**Available records:**
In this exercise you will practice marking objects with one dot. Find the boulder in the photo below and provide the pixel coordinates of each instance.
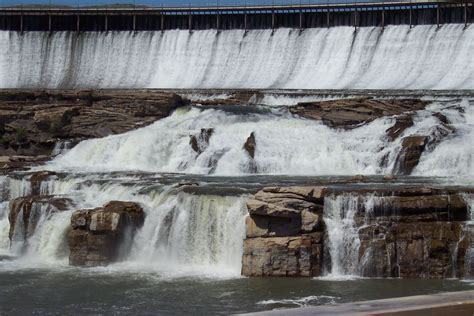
(32, 121)
(402, 122)
(410, 153)
(37, 178)
(353, 112)
(283, 256)
(250, 145)
(200, 142)
(98, 236)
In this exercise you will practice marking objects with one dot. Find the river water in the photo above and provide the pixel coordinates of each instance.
(187, 256)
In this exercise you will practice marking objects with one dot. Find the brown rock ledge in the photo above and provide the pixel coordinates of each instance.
(32, 121)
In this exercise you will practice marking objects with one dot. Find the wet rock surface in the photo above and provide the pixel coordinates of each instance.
(284, 232)
(31, 122)
(99, 236)
(200, 142)
(410, 232)
(350, 113)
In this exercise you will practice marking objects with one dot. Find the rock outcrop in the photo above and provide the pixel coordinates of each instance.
(350, 113)
(284, 232)
(31, 122)
(404, 231)
(99, 236)
(200, 142)
(410, 153)
(250, 145)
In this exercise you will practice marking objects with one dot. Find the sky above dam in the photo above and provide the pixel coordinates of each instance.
(171, 2)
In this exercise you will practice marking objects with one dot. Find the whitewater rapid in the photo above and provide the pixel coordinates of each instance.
(285, 145)
(397, 57)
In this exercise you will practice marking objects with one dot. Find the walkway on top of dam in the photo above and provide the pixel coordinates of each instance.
(247, 17)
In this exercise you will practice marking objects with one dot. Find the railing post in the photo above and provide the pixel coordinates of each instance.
(465, 14)
(327, 18)
(301, 20)
(273, 20)
(410, 17)
(383, 18)
(355, 18)
(437, 15)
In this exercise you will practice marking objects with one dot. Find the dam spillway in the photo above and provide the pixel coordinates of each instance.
(397, 57)
(249, 17)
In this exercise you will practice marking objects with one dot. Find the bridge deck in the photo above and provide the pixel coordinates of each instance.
(141, 18)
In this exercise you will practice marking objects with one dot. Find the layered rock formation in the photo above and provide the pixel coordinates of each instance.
(284, 232)
(31, 122)
(99, 236)
(402, 232)
(350, 113)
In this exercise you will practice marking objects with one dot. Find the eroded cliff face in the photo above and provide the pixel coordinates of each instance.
(33, 121)
(410, 232)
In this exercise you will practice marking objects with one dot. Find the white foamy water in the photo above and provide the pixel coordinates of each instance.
(183, 234)
(285, 144)
(398, 57)
(342, 236)
(457, 153)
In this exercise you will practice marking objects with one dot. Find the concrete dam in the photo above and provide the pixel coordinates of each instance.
(140, 18)
(390, 45)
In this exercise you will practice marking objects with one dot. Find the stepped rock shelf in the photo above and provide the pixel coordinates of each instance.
(406, 232)
(377, 212)
(398, 230)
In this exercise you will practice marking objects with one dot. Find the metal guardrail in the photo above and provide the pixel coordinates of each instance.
(52, 9)
(223, 6)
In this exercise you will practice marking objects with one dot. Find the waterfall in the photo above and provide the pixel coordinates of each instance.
(183, 233)
(342, 235)
(469, 257)
(285, 144)
(396, 57)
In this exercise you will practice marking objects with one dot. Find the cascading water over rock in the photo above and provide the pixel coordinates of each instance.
(284, 144)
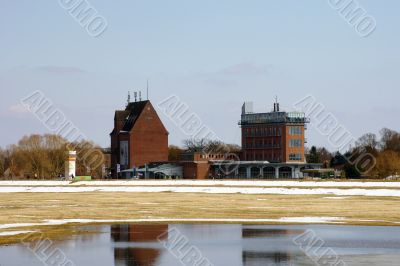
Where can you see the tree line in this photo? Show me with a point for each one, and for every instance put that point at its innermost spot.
(44, 156)
(385, 151)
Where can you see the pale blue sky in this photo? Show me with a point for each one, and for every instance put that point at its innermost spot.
(213, 54)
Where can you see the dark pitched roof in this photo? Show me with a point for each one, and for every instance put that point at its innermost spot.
(121, 115)
(134, 109)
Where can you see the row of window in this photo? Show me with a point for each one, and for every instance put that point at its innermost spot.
(295, 131)
(266, 157)
(265, 131)
(260, 145)
(294, 143)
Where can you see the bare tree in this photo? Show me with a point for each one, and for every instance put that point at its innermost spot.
(368, 142)
(390, 140)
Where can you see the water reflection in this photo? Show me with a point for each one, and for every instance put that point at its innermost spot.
(139, 244)
(233, 245)
(137, 234)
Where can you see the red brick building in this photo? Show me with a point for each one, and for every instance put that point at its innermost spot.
(276, 137)
(138, 138)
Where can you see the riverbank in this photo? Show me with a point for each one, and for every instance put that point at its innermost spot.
(54, 214)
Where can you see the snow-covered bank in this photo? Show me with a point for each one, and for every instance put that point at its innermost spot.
(211, 190)
(316, 220)
(13, 233)
(227, 183)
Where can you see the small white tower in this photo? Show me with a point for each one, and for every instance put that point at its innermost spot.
(70, 164)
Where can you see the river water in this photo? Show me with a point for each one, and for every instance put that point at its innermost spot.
(204, 245)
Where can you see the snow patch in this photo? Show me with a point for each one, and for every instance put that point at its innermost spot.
(13, 233)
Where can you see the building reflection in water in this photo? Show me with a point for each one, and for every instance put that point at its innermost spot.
(137, 234)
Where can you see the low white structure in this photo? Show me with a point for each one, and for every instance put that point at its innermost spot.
(70, 165)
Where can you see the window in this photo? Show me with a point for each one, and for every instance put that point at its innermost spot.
(295, 157)
(295, 143)
(295, 131)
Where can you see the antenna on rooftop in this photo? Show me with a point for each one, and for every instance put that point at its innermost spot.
(147, 89)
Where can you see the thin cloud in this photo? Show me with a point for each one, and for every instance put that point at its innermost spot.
(246, 69)
(61, 70)
(18, 109)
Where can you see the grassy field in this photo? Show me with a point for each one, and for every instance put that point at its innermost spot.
(37, 207)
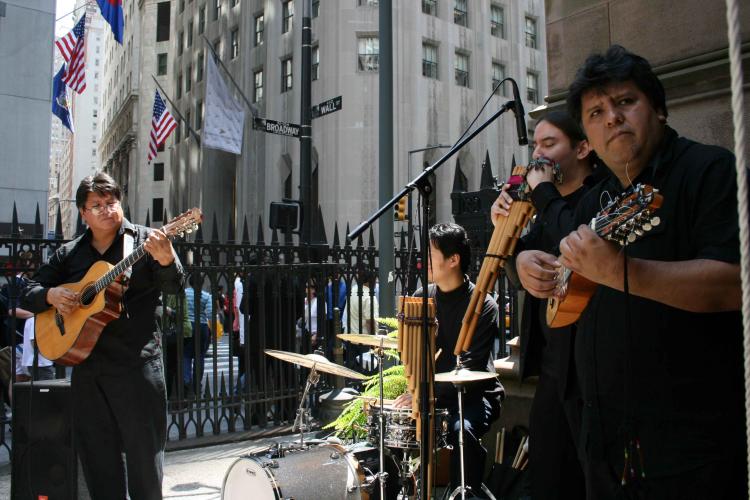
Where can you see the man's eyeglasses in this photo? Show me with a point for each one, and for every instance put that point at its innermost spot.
(109, 207)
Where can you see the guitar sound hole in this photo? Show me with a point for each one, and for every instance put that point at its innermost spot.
(87, 295)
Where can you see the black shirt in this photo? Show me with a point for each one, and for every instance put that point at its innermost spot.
(684, 370)
(451, 307)
(134, 336)
(545, 350)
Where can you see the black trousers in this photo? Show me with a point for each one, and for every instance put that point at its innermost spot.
(720, 480)
(120, 428)
(554, 468)
(478, 415)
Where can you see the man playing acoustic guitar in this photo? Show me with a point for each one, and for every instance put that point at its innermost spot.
(119, 396)
(659, 346)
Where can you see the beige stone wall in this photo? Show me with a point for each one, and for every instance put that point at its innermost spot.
(685, 41)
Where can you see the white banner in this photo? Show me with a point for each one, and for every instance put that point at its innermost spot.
(225, 115)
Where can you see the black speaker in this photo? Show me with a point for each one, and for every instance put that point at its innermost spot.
(44, 463)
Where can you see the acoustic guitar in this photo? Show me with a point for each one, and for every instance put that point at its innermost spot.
(623, 220)
(68, 339)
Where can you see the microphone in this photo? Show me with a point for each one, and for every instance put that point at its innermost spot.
(518, 111)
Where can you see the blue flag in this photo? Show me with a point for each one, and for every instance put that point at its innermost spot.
(60, 100)
(112, 12)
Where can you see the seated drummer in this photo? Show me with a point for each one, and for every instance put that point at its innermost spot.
(449, 261)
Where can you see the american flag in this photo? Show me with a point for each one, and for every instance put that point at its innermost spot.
(162, 125)
(73, 50)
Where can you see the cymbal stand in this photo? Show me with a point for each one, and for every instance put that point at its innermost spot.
(382, 474)
(463, 488)
(303, 414)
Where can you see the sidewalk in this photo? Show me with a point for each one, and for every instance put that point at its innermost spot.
(196, 473)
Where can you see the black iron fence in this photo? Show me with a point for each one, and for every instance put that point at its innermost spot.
(276, 295)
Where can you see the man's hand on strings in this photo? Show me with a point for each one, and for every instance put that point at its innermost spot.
(538, 271)
(594, 258)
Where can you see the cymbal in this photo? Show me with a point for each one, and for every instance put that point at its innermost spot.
(463, 376)
(320, 363)
(369, 340)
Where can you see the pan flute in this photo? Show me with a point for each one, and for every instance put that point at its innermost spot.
(411, 346)
(501, 246)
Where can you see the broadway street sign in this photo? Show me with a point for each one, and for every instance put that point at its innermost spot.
(327, 107)
(274, 127)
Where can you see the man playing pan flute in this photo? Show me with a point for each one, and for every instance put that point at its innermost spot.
(449, 261)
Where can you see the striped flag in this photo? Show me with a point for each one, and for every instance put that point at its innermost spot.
(162, 124)
(73, 50)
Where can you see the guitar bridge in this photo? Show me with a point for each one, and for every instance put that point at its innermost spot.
(60, 322)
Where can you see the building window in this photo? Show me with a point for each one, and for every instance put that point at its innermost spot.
(460, 13)
(286, 74)
(162, 22)
(258, 86)
(497, 21)
(315, 62)
(235, 39)
(259, 26)
(199, 69)
(368, 52)
(532, 88)
(161, 65)
(157, 210)
(429, 60)
(530, 32)
(498, 75)
(201, 20)
(462, 70)
(287, 13)
(429, 7)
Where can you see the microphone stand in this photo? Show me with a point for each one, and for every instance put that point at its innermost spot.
(422, 184)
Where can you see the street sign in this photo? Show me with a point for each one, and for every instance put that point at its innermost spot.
(327, 107)
(274, 127)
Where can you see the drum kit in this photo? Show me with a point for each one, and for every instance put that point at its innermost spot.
(326, 469)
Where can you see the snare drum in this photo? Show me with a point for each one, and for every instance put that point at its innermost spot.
(400, 430)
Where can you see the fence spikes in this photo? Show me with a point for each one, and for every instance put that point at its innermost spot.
(260, 240)
(488, 180)
(336, 242)
(38, 224)
(15, 230)
(215, 230)
(230, 230)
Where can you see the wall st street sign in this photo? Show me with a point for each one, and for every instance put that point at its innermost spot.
(327, 107)
(274, 127)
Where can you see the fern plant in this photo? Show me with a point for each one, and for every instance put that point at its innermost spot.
(352, 422)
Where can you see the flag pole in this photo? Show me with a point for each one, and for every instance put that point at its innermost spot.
(251, 107)
(177, 110)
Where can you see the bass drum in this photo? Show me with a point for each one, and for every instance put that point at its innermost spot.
(325, 472)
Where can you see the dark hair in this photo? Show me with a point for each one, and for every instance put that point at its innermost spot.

**Exercise aim:** Reproduce the lines word for word, starting at the one holding "Where can you see the flag" and ending at the final line of the material above.

**Solution for this exercise:**
Where can you see the flag pole in this photo? Show me with a point for each one, and for every instance put that point at its innermost spot.
(251, 107)
(177, 110)
Where can you see the bass drum in this photo? Show me with a point for each one, and for every instance put that point at its innermost spot.
(325, 472)
Where can you see the dark hair in this photo? Show me with a point for each one, and for every instance put that point at its innermost spot.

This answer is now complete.